[INSTRUCTIONS TO FOLLOW] Rewrite the listing as a numbered list, from its first line up to and including the line with "<point>39,199</point>". Omit blank lines and leave out the pictures.

■ ■ ■

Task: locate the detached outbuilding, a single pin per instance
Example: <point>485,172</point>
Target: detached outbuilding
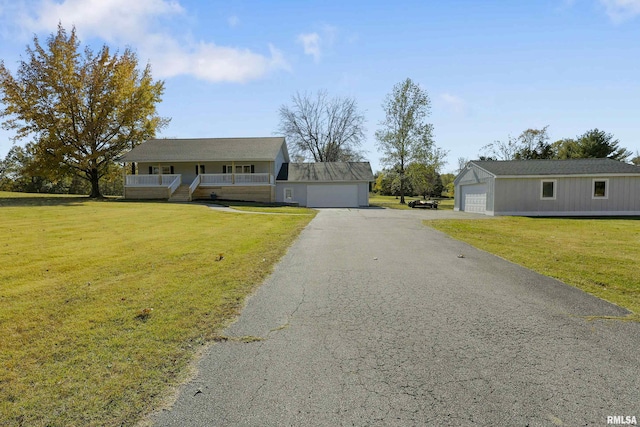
<point>580,187</point>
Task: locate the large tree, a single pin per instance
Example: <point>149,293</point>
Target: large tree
<point>82,109</point>
<point>322,129</point>
<point>594,143</point>
<point>405,136</point>
<point>530,144</point>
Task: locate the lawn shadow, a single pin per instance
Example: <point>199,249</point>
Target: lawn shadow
<point>39,199</point>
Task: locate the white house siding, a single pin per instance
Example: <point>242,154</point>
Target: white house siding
<point>574,196</point>
<point>279,160</point>
<point>188,169</point>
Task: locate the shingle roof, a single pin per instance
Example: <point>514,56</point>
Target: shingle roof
<point>326,172</point>
<point>556,167</point>
<point>205,149</point>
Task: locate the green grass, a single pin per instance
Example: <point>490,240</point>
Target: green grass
<point>599,256</point>
<point>391,202</point>
<point>103,304</point>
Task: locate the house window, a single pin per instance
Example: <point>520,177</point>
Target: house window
<point>165,170</point>
<point>239,169</point>
<point>548,189</point>
<point>600,188</point>
<point>288,193</point>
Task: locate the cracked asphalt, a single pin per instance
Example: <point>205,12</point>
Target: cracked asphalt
<point>373,319</point>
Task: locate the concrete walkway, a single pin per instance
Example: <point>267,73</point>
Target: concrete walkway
<point>373,319</point>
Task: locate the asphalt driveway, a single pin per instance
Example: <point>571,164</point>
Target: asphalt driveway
<point>373,319</point>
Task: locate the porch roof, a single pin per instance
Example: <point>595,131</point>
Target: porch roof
<point>207,150</point>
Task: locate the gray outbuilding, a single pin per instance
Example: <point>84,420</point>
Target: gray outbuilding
<point>580,187</point>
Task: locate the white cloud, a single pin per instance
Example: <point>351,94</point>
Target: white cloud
<point>621,10</point>
<point>233,21</point>
<point>311,44</point>
<point>316,43</point>
<point>454,103</point>
<point>130,22</point>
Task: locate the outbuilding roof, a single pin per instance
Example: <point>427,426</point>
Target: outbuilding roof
<point>207,149</point>
<point>326,172</point>
<point>556,167</point>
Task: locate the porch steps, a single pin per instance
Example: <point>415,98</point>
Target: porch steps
<point>181,194</point>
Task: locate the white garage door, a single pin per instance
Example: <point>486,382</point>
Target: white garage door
<point>332,196</point>
<point>474,198</point>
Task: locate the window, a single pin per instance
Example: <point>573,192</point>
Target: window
<point>548,189</point>
<point>288,193</point>
<point>600,188</point>
<point>239,169</point>
<point>164,170</point>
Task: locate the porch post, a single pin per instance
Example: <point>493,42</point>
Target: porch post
<point>124,179</point>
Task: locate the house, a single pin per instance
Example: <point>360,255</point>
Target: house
<point>251,169</point>
<point>580,187</point>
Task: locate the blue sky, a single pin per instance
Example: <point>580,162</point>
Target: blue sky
<point>491,68</point>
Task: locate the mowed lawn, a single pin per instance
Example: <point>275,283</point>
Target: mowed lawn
<point>104,304</point>
<point>600,256</point>
<point>391,202</point>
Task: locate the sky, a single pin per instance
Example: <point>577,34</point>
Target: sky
<point>491,69</point>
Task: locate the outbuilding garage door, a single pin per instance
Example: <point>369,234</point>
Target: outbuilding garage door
<point>474,198</point>
<point>332,196</point>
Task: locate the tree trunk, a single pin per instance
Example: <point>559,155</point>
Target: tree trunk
<point>95,185</point>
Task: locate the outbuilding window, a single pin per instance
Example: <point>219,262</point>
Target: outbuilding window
<point>548,189</point>
<point>288,194</point>
<point>600,188</point>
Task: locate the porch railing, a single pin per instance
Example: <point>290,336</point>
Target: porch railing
<point>194,185</point>
<point>173,181</point>
<point>152,180</point>
<point>236,178</point>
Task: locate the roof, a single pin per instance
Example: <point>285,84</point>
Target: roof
<point>206,149</point>
<point>556,167</point>
<point>326,172</point>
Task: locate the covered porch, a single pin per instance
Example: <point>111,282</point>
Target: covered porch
<point>239,186</point>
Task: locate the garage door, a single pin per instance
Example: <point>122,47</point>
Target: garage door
<point>332,196</point>
<point>474,198</point>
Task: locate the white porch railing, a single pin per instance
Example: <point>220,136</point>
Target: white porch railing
<point>236,179</point>
<point>152,180</point>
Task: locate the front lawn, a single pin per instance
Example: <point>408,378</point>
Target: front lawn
<point>600,256</point>
<point>104,304</point>
<point>392,202</point>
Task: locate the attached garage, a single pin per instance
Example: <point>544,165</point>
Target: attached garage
<point>332,196</point>
<point>473,198</point>
<point>325,185</point>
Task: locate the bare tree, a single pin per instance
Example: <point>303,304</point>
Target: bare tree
<point>323,129</point>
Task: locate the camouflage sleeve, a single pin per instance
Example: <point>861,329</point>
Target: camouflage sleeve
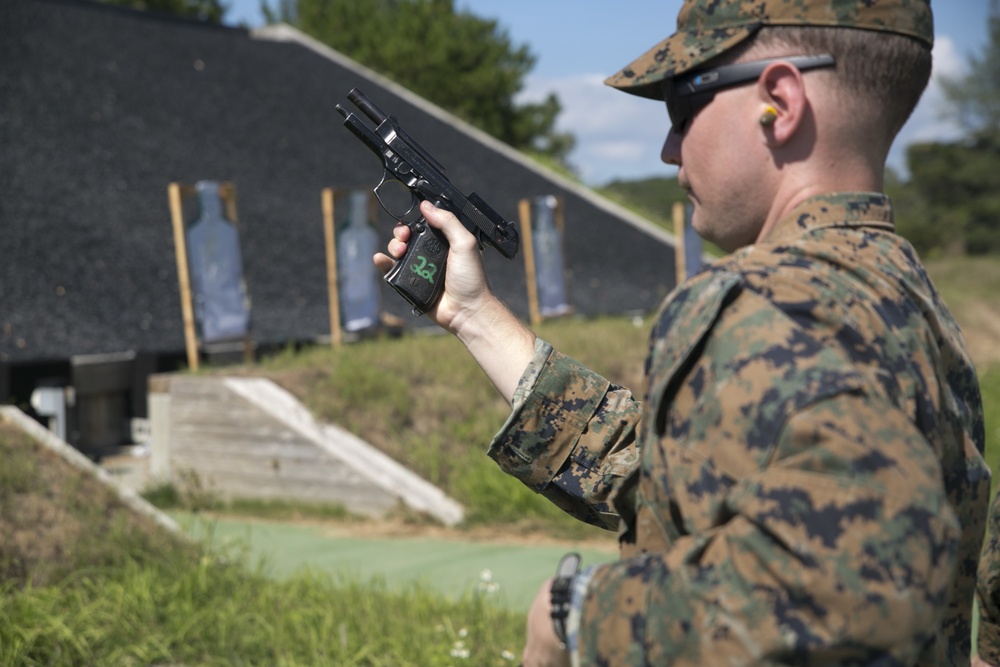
<point>571,437</point>
<point>842,549</point>
<point>988,590</point>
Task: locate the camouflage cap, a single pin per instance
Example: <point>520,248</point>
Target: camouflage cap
<point>707,28</point>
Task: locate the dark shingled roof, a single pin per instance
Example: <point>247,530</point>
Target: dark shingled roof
<point>101,108</point>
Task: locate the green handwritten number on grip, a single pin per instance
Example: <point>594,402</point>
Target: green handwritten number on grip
<point>418,276</point>
<point>425,270</point>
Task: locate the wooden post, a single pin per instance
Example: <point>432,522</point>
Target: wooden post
<point>183,277</point>
<point>524,210</point>
<point>679,251</point>
<point>331,266</point>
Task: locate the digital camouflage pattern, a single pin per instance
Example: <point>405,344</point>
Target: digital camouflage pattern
<point>988,590</point>
<point>708,28</point>
<point>803,482</point>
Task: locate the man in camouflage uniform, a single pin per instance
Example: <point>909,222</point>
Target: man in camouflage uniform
<point>988,593</point>
<point>802,482</point>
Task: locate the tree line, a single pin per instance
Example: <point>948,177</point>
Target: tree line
<point>948,203</point>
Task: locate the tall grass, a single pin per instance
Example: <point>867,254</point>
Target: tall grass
<point>425,402</point>
<point>218,612</point>
<point>84,581</point>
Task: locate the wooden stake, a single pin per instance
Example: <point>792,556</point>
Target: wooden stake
<point>183,277</point>
<point>331,266</point>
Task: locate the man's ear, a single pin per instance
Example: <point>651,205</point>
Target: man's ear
<point>783,102</point>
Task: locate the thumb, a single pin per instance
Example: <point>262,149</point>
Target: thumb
<point>452,228</point>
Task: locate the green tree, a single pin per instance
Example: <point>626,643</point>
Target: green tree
<point>959,185</point>
<point>975,97</point>
<point>461,62</point>
<point>211,11</point>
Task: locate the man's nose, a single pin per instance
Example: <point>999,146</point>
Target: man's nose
<point>671,153</point>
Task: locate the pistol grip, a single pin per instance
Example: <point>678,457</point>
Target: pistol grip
<point>419,275</point>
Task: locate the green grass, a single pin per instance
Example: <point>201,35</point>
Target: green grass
<point>989,384</point>
<point>423,401</point>
<point>84,581</point>
<point>81,583</point>
<point>218,612</point>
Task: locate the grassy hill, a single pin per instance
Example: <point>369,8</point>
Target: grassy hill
<point>84,582</point>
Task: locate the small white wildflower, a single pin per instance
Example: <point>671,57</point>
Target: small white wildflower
<point>459,650</point>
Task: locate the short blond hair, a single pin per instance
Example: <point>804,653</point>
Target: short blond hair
<point>887,73</point>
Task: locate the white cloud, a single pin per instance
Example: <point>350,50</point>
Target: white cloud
<point>618,135</point>
<point>929,121</point>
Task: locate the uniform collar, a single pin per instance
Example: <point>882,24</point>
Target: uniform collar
<point>844,209</point>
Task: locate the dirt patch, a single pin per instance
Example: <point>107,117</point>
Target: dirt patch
<point>56,519</point>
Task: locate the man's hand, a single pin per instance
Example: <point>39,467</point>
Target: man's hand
<point>543,648</point>
<point>466,288</point>
<point>497,340</point>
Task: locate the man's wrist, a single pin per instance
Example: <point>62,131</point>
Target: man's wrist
<point>561,593</point>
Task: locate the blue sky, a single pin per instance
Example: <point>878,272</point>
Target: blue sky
<point>578,43</point>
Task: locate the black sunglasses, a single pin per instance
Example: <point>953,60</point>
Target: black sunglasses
<point>688,94</point>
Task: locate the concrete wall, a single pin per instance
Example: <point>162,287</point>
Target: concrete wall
<point>247,437</point>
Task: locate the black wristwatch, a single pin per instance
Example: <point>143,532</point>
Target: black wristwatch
<point>562,592</point>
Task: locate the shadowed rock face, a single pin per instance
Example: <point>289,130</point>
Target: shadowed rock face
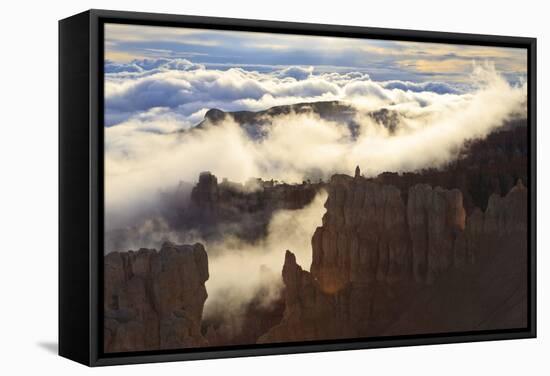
<point>244,210</point>
<point>385,266</point>
<point>154,300</point>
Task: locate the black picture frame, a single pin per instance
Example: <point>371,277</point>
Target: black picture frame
<point>81,182</point>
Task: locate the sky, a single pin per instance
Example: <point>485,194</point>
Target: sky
<point>161,80</point>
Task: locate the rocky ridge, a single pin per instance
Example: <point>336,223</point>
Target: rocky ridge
<point>382,265</point>
<point>154,300</point>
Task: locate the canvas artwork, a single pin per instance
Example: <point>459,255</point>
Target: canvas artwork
<point>271,188</point>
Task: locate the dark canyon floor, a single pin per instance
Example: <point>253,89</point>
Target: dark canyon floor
<point>433,251</point>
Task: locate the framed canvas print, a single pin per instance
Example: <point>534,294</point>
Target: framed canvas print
<point>237,187</point>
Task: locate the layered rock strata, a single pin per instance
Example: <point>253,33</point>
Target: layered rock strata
<point>382,265</point>
<point>154,300</point>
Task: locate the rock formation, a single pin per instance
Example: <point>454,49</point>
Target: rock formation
<point>382,265</point>
<point>154,300</point>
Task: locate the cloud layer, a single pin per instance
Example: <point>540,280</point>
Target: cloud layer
<point>189,89</point>
<point>143,154</point>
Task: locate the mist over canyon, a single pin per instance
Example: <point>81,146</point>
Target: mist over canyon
<point>381,191</point>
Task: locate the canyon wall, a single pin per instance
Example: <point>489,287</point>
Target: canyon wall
<point>383,265</point>
<point>154,300</point>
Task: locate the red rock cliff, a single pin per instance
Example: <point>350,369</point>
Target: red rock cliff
<point>154,300</point>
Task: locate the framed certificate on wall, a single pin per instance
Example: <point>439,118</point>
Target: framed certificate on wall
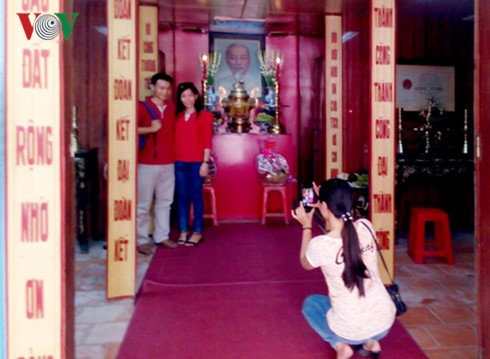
<point>416,83</point>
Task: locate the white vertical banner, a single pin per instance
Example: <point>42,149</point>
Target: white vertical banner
<point>333,92</point>
<point>121,206</point>
<point>35,178</point>
<point>382,170</point>
<point>148,47</point>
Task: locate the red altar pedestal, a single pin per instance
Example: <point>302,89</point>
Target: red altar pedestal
<point>237,184</point>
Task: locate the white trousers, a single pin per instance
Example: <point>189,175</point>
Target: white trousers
<point>155,182</point>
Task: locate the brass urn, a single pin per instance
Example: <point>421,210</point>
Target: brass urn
<point>237,107</point>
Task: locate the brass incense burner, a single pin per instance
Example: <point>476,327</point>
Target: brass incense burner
<point>237,106</point>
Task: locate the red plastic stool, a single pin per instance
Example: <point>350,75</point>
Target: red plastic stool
<point>285,211</point>
<point>208,188</point>
<point>417,244</point>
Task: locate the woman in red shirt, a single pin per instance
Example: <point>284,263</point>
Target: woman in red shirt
<point>193,135</point>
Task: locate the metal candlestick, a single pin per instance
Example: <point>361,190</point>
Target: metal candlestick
<point>276,127</point>
<point>400,143</point>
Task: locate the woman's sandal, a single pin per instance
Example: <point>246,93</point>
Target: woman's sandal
<point>182,239</point>
<point>190,243</point>
<point>359,349</point>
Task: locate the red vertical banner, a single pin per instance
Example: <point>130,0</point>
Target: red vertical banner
<point>34,179</point>
<point>382,170</point>
<point>148,47</point>
<point>333,92</point>
<point>121,206</point>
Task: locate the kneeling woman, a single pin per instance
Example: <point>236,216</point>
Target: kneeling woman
<point>358,310</point>
<point>193,135</point>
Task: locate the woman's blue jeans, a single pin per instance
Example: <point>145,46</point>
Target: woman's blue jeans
<point>189,183</point>
<point>315,308</point>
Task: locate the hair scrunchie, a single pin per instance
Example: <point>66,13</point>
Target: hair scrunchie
<point>347,217</point>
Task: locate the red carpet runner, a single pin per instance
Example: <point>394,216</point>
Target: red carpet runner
<point>237,295</point>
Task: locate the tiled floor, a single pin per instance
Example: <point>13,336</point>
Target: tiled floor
<point>441,300</point>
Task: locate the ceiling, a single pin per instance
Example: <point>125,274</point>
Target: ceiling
<point>276,17</point>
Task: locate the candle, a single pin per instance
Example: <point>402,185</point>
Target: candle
<point>278,67</point>
<point>204,67</point>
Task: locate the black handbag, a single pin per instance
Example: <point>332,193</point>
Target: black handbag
<point>392,288</point>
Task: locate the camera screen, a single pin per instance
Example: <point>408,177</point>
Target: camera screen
<point>308,196</point>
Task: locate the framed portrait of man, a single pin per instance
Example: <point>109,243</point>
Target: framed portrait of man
<point>239,61</point>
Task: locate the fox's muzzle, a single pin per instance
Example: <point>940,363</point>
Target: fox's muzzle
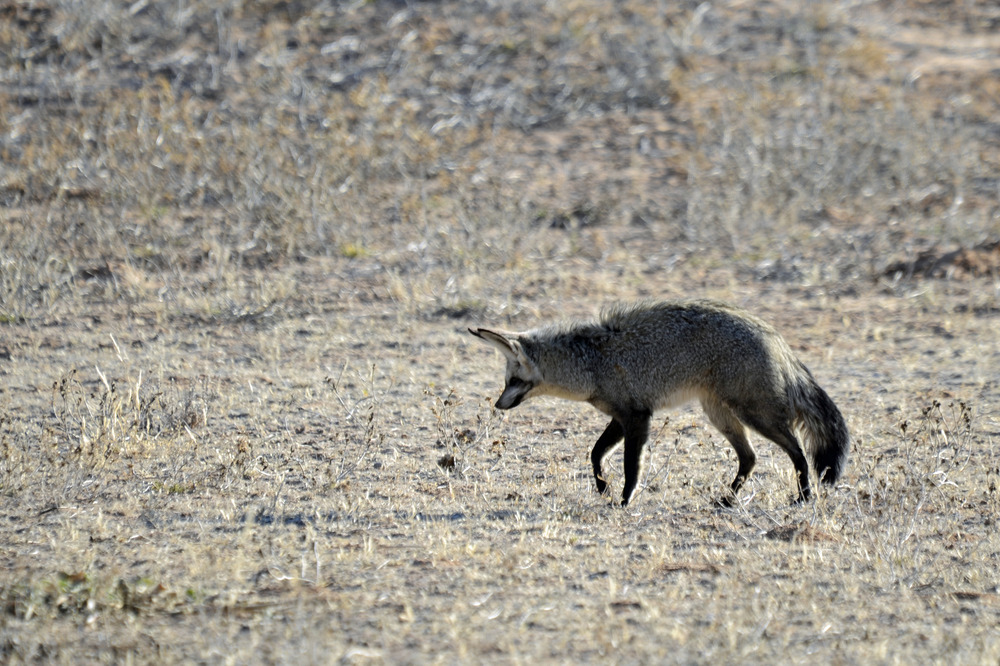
<point>513,394</point>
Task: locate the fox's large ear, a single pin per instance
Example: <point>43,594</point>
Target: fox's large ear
<point>506,342</point>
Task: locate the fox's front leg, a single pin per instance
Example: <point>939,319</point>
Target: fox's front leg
<point>636,426</point>
<point>605,443</point>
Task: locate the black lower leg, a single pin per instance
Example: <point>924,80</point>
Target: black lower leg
<point>607,441</point>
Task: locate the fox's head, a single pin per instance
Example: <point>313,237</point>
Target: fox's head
<point>523,374</point>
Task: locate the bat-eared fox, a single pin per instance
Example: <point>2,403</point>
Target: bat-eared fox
<point>639,358</point>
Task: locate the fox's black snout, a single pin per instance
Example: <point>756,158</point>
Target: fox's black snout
<point>513,394</point>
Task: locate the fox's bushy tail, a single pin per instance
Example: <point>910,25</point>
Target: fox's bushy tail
<point>817,417</point>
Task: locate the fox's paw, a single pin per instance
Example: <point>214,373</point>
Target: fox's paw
<point>727,501</point>
<point>602,485</point>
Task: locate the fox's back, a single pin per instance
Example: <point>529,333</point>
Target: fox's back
<point>656,354</point>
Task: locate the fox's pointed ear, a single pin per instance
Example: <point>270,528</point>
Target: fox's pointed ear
<point>505,342</point>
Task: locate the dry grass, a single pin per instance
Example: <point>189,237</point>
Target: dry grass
<point>241,422</point>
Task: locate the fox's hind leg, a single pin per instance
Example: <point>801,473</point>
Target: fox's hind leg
<point>733,429</point>
<point>636,425</point>
<point>783,437</point>
<point>605,443</point>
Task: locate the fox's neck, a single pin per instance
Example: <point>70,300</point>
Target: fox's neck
<point>565,369</point>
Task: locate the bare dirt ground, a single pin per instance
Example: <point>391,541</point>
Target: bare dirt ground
<point>242,422</point>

■ ■ ■

[THE ANSWER]
1. Task: locate the detached outbuilding, a single pin per instance
2. Example: <point>485,172</point>
3. Target: detached outbuilding
4. <point>580,187</point>
5. Task: locate the large tree, a single pin per instance
6. Example: <point>149,293</point>
7. Target: large tree
8. <point>82,109</point>
9. <point>322,129</point>
10. <point>594,143</point>
11. <point>405,136</point>
12. <point>530,144</point>
13. Task: locate the lawn shadow, a single pin per instance
14. Example: <point>199,249</point>
15. Target: lawn shadow
16. <point>39,199</point>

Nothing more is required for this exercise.